FlexQuant: Elastic Quantization Framework for Locally Hosted LLM on Edge Devices
Yuji Chai, Mujin Kwen, David Brooks, Gu-Yeon Wei
TL;DR
FlexQuant tackles memory elasticity for locally hosted LLMs on edge devices by building an ensemble of Elastic Quantization Models (EQMs) that enables fine-grained memory-footprint adjustments. It combines a one-way, Monte Carlo Tree Search–like navigation with a sensitivity-guided pruning strategy to select high-quality sequences of module replacements between $QM(n_{up})$ and $QM(n_{low})$ without extra storage beyond the base QMs. The approach achieves a $15x$ granularity improvement and a $10x$ storage reduction over state-of-the-art elastic hosting, while maintaining or surpassing baseline accuracy on downstream tasks; pruning further reduces storage by up to $40\%$. Evaluations on Llama-1/2/3 variants show smooth memory-accuracy trade-offs and competitive task performance, illustrating practical viability for edge deployments with privacy and offline capability.

------------------------

* _Task goal_
Answer these questions from the FlexQuant summary:
1. What granularity improvement over state-of-the-art elastic hosting does the approach achieve?
2. By up to how much does pruning further reduce storage?
3. Which model variants were used in the evaluations?

------------------------

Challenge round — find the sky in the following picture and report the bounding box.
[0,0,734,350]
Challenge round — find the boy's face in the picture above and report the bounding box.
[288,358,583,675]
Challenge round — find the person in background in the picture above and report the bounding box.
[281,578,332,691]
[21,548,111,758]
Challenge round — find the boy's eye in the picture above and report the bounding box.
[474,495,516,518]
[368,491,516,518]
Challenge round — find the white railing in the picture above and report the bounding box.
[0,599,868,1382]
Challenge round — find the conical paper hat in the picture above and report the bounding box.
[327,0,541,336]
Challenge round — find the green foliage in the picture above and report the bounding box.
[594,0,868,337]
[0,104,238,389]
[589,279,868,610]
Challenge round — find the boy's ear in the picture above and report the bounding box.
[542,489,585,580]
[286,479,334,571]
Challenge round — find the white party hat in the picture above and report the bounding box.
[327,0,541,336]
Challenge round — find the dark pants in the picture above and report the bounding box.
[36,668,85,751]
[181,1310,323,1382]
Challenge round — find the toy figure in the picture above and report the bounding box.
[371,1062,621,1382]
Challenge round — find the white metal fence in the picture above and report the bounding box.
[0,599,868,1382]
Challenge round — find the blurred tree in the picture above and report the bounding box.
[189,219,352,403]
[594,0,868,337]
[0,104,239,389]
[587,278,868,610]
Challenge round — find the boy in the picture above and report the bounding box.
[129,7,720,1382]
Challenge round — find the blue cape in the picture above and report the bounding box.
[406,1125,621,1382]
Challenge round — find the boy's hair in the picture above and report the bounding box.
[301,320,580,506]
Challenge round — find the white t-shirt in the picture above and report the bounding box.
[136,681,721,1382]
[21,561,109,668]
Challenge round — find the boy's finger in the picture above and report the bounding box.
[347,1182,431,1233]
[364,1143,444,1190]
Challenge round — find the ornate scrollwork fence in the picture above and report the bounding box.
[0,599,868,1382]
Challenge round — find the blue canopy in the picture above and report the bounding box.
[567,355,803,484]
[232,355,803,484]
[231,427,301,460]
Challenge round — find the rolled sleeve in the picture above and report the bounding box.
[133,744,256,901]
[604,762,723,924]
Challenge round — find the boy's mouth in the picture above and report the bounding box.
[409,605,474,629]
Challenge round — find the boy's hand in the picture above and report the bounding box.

------------------------

* _The answer_
1. A 15x granularity improvement.
2. By up to 40%.
3. Llama-1/2/3 variants.